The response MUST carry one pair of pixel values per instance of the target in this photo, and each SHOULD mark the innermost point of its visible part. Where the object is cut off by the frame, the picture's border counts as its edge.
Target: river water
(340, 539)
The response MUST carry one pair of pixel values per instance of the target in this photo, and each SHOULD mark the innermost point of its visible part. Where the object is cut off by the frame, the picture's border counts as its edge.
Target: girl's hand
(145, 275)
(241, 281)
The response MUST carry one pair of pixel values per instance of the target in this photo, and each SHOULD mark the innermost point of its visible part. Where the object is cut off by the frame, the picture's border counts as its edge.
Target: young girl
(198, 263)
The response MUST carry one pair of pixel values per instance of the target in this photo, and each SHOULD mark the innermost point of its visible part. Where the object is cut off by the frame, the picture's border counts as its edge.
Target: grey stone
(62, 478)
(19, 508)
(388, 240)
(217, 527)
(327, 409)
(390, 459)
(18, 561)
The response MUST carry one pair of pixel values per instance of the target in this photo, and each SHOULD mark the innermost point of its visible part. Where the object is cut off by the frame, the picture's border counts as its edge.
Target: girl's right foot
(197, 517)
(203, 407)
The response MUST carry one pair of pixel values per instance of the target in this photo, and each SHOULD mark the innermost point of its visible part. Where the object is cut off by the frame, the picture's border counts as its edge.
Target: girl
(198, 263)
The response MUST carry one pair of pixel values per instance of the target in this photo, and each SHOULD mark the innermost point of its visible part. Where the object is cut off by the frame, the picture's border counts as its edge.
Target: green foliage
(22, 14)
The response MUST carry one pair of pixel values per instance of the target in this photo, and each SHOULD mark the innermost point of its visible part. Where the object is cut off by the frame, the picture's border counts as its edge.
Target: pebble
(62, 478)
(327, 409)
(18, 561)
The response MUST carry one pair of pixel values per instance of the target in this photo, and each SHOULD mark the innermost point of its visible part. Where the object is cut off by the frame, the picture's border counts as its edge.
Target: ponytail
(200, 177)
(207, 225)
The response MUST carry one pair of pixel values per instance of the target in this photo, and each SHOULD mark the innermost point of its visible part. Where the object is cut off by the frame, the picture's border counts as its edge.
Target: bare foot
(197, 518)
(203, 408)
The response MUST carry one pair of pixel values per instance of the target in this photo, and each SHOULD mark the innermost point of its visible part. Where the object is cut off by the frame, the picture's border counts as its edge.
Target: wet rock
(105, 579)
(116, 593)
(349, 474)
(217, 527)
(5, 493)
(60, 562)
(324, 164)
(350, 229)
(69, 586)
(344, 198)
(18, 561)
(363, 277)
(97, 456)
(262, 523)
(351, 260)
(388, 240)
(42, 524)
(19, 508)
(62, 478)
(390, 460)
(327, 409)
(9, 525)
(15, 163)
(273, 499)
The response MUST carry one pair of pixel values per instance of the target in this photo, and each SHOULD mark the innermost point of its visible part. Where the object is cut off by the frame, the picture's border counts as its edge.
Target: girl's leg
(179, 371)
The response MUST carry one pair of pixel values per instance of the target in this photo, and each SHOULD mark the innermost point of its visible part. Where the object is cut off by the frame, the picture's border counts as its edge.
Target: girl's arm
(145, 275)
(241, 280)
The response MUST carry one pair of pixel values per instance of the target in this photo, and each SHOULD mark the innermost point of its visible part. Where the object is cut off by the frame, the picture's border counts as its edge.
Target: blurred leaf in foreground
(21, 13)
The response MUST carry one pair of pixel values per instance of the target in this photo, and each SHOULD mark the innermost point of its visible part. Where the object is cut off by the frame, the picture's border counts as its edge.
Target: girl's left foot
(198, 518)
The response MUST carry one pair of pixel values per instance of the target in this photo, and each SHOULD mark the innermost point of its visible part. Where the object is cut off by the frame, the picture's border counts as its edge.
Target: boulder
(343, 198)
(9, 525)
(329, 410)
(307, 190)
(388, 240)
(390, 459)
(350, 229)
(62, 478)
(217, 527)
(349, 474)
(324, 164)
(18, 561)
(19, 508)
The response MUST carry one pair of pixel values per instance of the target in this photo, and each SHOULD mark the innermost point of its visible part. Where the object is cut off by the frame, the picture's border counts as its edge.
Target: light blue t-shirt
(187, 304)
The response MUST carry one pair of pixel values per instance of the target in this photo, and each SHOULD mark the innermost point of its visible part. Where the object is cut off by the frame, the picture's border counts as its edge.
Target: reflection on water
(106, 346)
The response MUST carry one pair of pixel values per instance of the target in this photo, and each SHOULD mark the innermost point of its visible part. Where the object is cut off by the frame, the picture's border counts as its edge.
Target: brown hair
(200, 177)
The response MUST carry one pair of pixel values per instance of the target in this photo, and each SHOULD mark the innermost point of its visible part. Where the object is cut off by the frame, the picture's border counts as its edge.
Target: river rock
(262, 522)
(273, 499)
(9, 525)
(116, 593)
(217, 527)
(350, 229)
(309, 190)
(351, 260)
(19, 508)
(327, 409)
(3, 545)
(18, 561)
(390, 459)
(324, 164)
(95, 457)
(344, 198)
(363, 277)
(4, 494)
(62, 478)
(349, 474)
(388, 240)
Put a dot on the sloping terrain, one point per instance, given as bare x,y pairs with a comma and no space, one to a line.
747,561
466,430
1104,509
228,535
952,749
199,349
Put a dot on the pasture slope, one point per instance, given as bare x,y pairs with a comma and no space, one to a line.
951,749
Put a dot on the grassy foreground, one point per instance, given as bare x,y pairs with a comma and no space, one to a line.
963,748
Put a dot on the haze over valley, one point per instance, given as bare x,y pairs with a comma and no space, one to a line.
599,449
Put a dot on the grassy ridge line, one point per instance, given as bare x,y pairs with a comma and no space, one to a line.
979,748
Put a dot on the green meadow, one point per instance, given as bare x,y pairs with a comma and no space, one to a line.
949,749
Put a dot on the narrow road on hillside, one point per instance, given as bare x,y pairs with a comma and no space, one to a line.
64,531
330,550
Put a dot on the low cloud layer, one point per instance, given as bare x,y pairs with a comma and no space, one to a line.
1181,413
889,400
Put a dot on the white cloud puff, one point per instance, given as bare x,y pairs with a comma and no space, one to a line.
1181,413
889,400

####

### THE PROBLEM
Word for word, write out every line of the listing.

### SOLVED PROBLEM
The response MUST carry one pair of pixel values per instance of the target in this photo, and each SHOULD mark the innermost point of its visible part. Where the object is cut off by the frame, the picture's border counts as its edge.
Target: river water
(340, 539)
The response MUST carry one pair of pixel values per instance of the target in this photo, and each SHOULD mark the innermost point of its visible part. Where the object is cut off by the frame, the picture's border counts as its edge.
Target: girl's hand
(145, 275)
(241, 281)
The response MUST carry one pair of pixel values per instance of the target in this photo, and each SHOULD mark the innermost point of its visible part. Where the object is cut off by the frame, the picture's border counts as its edge.
Target: young girl
(198, 263)
The response MUST carry one pair of pixel values per instance of the target in this photo, and each SHOULD mark the innermost point of its visible part. Where the object is cut off by the frame, the picture's border counts as its edge.
Target: grey stone
(62, 478)
(19, 508)
(388, 240)
(217, 527)
(327, 409)
(390, 459)
(18, 561)
The response MUST carry one pair of pixel values per instance of the target in this photo, and each SHOULD mark the innermost point of its visible part. Where the object is cut off by the frame, the picture's border counts as its edge.
Target: girl's right foot
(197, 517)
(203, 407)
The response MUST carry one pair of pixel values per instance of the target in this photo, and each SHOULD mark the innermost point of its visible part. Where the object is cut off by the frame, the picture's border counts as its edge.
Target: girl
(198, 263)
The response MUST carry one pair of pixel values per instance of the target in this photo, and each SHOULD mark the innermost point of its visible part. Where the object is cut off by the frame, the picture's border counts as its edge.
Target: green foliage
(22, 14)
The response MUST carry one pair of pixel values per instance of the target in this photo, and each SHOULD mark the innermost point of its visible part. Where the object is cut off by the frame, the picture's border counts as its edge.
Target: pebble
(62, 478)
(327, 409)
(18, 561)
The response MUST carry one pair of pixel values per instance of the target in this photo, and each SHOULD mark the innermost point of its visible part. Where the object is cut off by the frame, the picture's border counts as its edge.
Target: ponytail
(200, 177)
(207, 225)
The response MUST carry one pair of pixel values per instance of the target in this photo, and each SHOULD mark the innermost point of its visible part. Where the object is cut off by the frame, the picture's border counts as its edge.
Target: bare foot
(197, 518)
(203, 408)
The response MUST carry one pair of pixel values per instance of the target in this photo, and each SHOULD mark the innermost point of its visible part. Where the object is cut off by the frame, the picture's border counts as its edge.
Target: wet rock
(105, 579)
(116, 593)
(349, 474)
(217, 527)
(5, 493)
(60, 562)
(324, 164)
(350, 229)
(69, 586)
(344, 198)
(18, 561)
(363, 277)
(97, 456)
(262, 523)
(351, 260)
(388, 240)
(42, 524)
(19, 508)
(62, 478)
(390, 460)
(327, 409)
(9, 525)
(15, 163)
(273, 499)
The response MUST carry one pair of pixel values per instance of the target in this photo, and each SHOULD mark the innermost point of its visible part. Where the object is cut off by the frame, the picture's border counts as its edge.
Target: girl's leg
(179, 371)
The response MUST carry one pair of pixel values per instance of the target in this photo, and each SHOULD mark the innermost point of its visible part. Where the object is cut off by the frame, the picture's border counts as its edge.
Target: girl's arm
(145, 275)
(241, 280)
The response MUST carry one pair of pixel values per instance of the target in this photo, and each SHOULD mark the innermost point of its visible part. Where the object is cut off by the frame, the picture's border counts as its edge.
Target: blurred leaf in foreground
(21, 13)
The response MUST carry one pair of pixel values per instance of the target in this photo, and each SHOULD mark the innermost point of its visible part. Where the object is cut off by the frame, the picture's border counts as its edge.
Target: girl's left foot
(198, 518)
The response MUST carry one pair of pixel values per instance of the target in this photo, and each SHOULD mark the innermost point of its visible part. Where the object is cut off by the frame, the picture's border counts as its edge.
Target: boulder
(343, 198)
(9, 525)
(329, 410)
(307, 190)
(388, 240)
(390, 459)
(350, 229)
(62, 478)
(217, 527)
(349, 474)
(324, 164)
(18, 561)
(19, 508)
The response MUST carry one pair of pixel values per instance of the target in this photo, and each SHOULD mark the innermost point of its visible part. Where the object is cut off by the frame, the picture's border counts as its edge.
Target: light blue t-shirt
(187, 304)
The response MUST carry one pair of pixel values per instance of the target in this photo, and each SHOULD mark the innermost point of its visible part. Where the object is cut off by the frame, the picture's border counts as its edge.
Target: reflection on water
(106, 346)
The response MUST carry one pair of pixel values per instance of the target in this photo, and each SHOULD mark the innermost point of its visible part. Where the object is cut off by the frame, the picture's border counts as its edge.
Target: brown hair
(200, 177)
The response MUST carry one pair of pixel values per instance of the target in this photo, and each SHOULD mark the innermost point of its visible part. Where the object is cut off by the frame, the picture's border counts as its edge.
Target: river rock
(262, 522)
(273, 499)
(9, 525)
(116, 593)
(217, 527)
(350, 229)
(309, 190)
(351, 260)
(19, 508)
(327, 409)
(3, 545)
(18, 561)
(390, 459)
(324, 164)
(95, 457)
(344, 198)
(363, 277)
(4, 494)
(62, 478)
(349, 474)
(388, 240)
Put a dot on the sloping terrain, one point per instance, given as bare x,y pairs with a comma and no space, one to a line.
747,561
466,430
1104,509
228,535
952,749
199,349
Put a dot on the pasture slope, one point per instance, given as bare x,y pairs with a comma and no space, one to a line.
951,749
Put a dot on the grassy foreground, one point per instance, given as bare x,y pairs with a comma and no space, one to a line.
963,748
Put a dot on the haze over valley, one point per instance, given as bare x,y pairs with a comma and no space, one to a line.
599,449
Put a dot on the grassy ridge line, one point per instance, given as bare x,y pairs with a comma and no space, one to a line.
979,748
Put a dot on the green meadow, one point per instance, given as bare x,y pairs with a comma and no space, one to a line.
949,749
Put a dot on the narrow road on hillside, one point per instance, given as bare x,y pairs with a comma and no space, one to a line.
64,531
330,550
Put a dot on the low cloud layer, one point per instance, given as bare x,y pairs with a comma and no space, one to a line.
1181,413
889,400
Put a dot on the white cloud puff, one point per instance, given as bare x,y pairs with a comma and no space, one to a line.
1181,413
889,400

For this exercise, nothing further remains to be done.